__Task prompt__. Extract every line of the rows below that contains the string "white", and copy each one in full. Matches must have the same case.

__Supplied data__.
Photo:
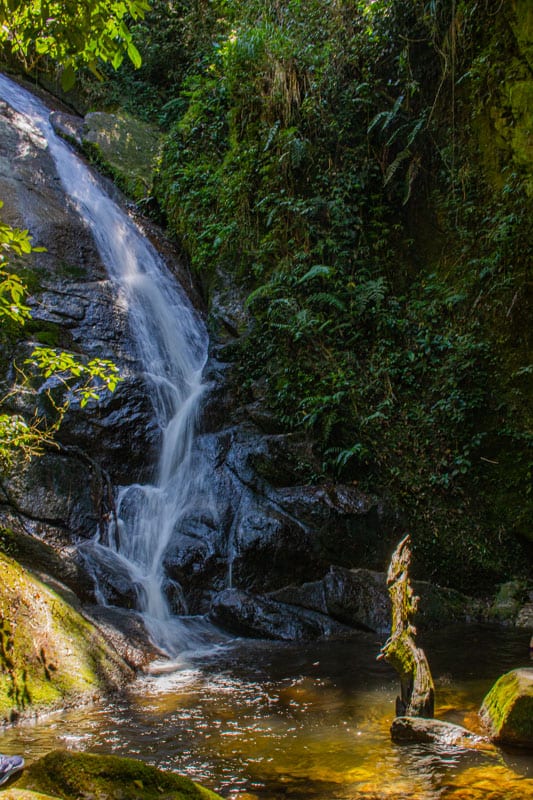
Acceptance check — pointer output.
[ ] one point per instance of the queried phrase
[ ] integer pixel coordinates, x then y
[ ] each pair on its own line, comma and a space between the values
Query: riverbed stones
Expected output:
507, 710
75, 775
423, 730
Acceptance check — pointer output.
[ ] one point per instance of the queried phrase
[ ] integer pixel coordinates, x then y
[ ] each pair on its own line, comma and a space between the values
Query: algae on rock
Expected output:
50, 655
74, 775
126, 147
507, 710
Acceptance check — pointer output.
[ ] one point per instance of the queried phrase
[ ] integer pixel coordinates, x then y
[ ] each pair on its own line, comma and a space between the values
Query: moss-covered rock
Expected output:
507, 710
50, 655
125, 147
74, 775
23, 794
508, 601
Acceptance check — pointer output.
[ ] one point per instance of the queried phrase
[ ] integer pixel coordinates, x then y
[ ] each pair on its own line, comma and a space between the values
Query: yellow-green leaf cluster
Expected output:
71, 33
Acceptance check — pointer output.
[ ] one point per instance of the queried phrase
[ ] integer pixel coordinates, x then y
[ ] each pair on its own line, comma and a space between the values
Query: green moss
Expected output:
23, 794
507, 710
126, 148
50, 655
74, 775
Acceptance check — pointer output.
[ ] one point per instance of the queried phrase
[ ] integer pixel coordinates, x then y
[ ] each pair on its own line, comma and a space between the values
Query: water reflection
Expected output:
269, 721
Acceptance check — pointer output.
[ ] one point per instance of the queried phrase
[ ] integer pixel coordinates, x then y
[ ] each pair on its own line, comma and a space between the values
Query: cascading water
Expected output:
171, 345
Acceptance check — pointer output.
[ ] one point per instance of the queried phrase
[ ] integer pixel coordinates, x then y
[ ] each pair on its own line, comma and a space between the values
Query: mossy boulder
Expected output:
70, 776
507, 710
126, 147
50, 655
23, 794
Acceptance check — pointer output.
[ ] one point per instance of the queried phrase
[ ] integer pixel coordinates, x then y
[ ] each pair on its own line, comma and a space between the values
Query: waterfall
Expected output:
171, 346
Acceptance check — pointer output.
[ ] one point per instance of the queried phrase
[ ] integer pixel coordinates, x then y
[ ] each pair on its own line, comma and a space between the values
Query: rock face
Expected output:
250, 615
263, 529
50, 656
74, 775
507, 710
125, 147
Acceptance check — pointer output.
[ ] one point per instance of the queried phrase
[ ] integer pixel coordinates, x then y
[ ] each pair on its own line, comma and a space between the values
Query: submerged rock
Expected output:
75, 775
507, 710
252, 615
50, 656
422, 729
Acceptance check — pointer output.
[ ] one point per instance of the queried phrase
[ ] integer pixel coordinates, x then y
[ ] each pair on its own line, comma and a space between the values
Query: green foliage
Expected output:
20, 437
71, 34
322, 155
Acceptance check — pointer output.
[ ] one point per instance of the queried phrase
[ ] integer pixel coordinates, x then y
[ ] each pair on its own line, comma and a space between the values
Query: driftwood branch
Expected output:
417, 692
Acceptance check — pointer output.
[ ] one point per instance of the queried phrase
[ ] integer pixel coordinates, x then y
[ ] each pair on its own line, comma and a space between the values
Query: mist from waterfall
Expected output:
171, 345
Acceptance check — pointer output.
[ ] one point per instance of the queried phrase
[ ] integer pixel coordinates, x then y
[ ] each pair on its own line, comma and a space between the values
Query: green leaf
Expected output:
68, 78
134, 55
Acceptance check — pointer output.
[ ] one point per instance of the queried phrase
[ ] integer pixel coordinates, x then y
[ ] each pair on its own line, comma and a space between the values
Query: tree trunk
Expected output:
417, 693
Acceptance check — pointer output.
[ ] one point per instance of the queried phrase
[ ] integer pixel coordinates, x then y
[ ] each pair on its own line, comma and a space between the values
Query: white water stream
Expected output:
171, 345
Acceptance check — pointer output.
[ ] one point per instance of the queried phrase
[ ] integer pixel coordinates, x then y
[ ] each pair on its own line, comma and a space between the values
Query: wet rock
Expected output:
50, 656
507, 710
358, 597
251, 615
508, 602
55, 489
407, 730
75, 775
525, 617
56, 566
125, 631
126, 147
68, 126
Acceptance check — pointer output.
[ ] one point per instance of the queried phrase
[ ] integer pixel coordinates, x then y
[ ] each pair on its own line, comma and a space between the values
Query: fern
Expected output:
327, 299
317, 271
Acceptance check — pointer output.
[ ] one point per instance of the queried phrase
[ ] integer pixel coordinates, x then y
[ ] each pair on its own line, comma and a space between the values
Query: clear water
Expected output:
268, 720
171, 347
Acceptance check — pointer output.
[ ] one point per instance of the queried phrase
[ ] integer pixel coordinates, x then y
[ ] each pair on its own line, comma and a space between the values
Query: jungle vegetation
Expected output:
361, 170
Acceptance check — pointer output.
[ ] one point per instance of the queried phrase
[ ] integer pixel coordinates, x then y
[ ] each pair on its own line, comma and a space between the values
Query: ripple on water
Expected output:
264, 721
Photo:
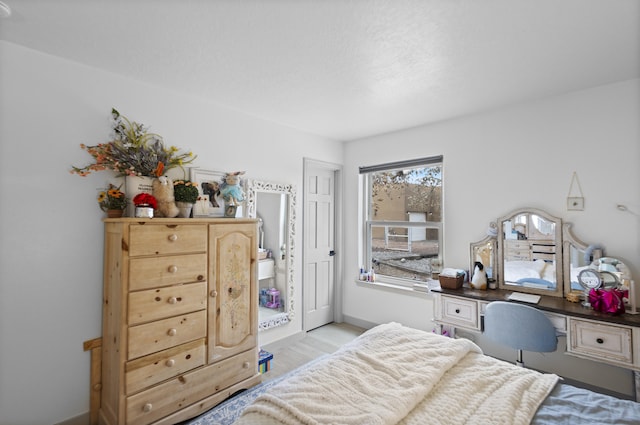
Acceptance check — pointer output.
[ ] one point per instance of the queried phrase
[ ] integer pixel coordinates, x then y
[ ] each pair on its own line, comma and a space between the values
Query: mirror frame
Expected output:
569, 241
559, 290
253, 188
494, 246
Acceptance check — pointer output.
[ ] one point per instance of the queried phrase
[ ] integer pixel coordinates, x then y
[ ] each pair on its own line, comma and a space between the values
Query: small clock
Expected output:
609, 280
589, 279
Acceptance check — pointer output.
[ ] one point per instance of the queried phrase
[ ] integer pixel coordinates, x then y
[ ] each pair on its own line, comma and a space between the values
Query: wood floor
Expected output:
318, 342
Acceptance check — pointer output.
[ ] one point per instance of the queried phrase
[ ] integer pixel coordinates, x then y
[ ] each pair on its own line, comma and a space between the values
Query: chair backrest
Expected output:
519, 326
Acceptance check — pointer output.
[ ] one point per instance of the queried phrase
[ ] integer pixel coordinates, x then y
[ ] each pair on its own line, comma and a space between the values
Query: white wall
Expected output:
506, 159
51, 243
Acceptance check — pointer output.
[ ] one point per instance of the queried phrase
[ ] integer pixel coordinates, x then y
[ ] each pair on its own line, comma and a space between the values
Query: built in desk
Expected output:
590, 334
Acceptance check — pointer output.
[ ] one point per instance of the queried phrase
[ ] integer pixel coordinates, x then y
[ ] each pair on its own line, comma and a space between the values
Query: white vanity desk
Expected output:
590, 334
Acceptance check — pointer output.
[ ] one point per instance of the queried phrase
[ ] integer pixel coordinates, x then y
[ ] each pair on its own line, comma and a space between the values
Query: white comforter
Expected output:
394, 374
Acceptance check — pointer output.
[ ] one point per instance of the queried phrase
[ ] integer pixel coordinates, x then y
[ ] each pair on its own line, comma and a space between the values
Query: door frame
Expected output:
338, 232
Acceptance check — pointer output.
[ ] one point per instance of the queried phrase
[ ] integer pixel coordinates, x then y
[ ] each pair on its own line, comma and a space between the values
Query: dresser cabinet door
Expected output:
232, 290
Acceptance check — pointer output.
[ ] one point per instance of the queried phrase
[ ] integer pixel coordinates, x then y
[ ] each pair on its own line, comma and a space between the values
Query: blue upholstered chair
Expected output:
520, 327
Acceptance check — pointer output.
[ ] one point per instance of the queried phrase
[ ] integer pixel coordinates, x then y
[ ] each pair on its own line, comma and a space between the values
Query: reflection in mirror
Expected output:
274, 206
576, 259
529, 252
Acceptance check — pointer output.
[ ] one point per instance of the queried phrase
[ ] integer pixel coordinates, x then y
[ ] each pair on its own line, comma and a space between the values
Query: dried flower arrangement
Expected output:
134, 151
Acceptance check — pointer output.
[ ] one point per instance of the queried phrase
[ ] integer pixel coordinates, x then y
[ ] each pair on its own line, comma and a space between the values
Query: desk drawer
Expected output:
460, 312
601, 341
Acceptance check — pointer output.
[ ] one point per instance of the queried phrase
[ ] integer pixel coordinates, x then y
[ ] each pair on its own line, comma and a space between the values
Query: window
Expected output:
403, 219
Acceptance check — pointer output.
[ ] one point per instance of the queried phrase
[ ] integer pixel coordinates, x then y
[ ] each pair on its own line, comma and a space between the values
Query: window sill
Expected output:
400, 289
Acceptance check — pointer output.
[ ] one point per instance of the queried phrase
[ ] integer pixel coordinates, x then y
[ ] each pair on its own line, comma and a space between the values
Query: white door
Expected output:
319, 239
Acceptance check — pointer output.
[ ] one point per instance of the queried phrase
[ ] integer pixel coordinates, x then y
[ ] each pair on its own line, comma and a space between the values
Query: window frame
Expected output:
366, 256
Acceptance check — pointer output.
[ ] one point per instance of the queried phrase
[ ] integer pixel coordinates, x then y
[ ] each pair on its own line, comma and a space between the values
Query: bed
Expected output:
394, 374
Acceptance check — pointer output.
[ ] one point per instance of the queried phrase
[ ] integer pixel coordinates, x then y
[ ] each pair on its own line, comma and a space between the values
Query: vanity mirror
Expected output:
274, 205
530, 252
588, 263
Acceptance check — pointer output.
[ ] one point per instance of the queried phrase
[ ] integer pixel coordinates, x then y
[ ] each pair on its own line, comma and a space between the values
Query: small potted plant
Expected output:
186, 194
112, 201
145, 203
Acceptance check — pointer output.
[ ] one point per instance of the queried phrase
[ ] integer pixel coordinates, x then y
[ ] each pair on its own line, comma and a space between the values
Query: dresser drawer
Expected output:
159, 239
543, 248
600, 340
184, 390
162, 334
460, 312
521, 245
151, 272
152, 369
160, 303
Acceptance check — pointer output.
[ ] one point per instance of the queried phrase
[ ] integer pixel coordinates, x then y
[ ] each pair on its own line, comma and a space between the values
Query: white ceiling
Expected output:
344, 69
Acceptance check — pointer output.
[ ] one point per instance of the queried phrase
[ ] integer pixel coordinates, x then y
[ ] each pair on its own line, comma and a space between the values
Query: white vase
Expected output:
185, 209
135, 185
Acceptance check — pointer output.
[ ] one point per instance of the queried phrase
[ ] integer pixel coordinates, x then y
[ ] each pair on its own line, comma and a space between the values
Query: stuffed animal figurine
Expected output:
479, 279
163, 192
231, 190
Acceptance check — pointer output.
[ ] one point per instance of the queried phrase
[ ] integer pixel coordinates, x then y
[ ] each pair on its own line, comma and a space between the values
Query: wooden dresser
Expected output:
179, 332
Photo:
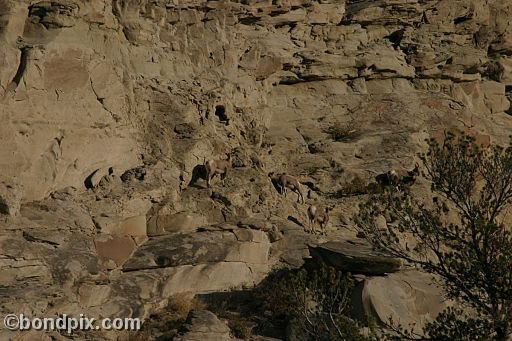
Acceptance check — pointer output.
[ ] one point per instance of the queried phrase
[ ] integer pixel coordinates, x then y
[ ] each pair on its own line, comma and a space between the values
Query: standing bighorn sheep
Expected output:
320, 216
214, 167
285, 182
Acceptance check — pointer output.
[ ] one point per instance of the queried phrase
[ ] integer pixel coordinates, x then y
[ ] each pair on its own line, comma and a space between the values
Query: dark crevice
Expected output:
220, 112
21, 68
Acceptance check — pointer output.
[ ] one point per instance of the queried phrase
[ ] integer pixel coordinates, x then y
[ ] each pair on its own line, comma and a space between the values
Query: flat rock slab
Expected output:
204, 325
356, 257
238, 245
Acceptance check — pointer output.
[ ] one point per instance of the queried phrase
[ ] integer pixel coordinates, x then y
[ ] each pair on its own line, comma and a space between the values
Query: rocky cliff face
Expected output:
108, 108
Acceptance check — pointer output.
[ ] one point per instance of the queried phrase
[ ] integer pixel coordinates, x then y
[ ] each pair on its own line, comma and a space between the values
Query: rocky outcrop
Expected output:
204, 325
355, 257
420, 299
110, 107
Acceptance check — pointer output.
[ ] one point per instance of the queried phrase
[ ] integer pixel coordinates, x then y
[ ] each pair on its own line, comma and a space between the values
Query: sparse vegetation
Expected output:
465, 237
317, 303
166, 323
344, 132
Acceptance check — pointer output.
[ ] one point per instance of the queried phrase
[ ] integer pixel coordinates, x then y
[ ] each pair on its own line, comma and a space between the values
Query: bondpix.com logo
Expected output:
69, 324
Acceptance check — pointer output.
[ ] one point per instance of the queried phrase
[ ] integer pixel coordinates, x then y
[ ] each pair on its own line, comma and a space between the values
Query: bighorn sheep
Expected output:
214, 167
284, 182
320, 216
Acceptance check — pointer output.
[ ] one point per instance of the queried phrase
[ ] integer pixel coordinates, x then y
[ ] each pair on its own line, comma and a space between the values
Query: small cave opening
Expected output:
220, 112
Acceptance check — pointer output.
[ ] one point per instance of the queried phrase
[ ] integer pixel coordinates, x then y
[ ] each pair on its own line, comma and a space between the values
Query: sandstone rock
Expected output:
11, 196
241, 245
115, 248
355, 257
172, 223
133, 226
204, 325
406, 297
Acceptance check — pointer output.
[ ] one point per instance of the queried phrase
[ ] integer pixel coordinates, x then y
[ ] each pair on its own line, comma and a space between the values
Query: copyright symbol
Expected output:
11, 322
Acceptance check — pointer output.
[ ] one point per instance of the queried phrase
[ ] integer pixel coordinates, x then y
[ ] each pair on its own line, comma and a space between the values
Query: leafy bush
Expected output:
473, 255
318, 303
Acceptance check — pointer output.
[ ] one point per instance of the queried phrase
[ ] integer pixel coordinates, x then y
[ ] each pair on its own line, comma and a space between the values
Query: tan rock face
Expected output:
109, 108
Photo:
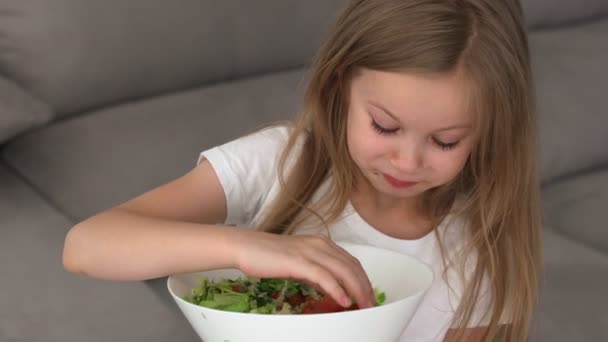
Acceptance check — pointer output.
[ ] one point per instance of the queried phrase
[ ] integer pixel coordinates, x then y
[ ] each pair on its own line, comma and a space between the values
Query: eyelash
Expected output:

__Output below__.
Query: white water stream
Query: white wall
Query: white vanity desk
Query: white comforter
Query: white door
Query: white ceiling
Query: white vase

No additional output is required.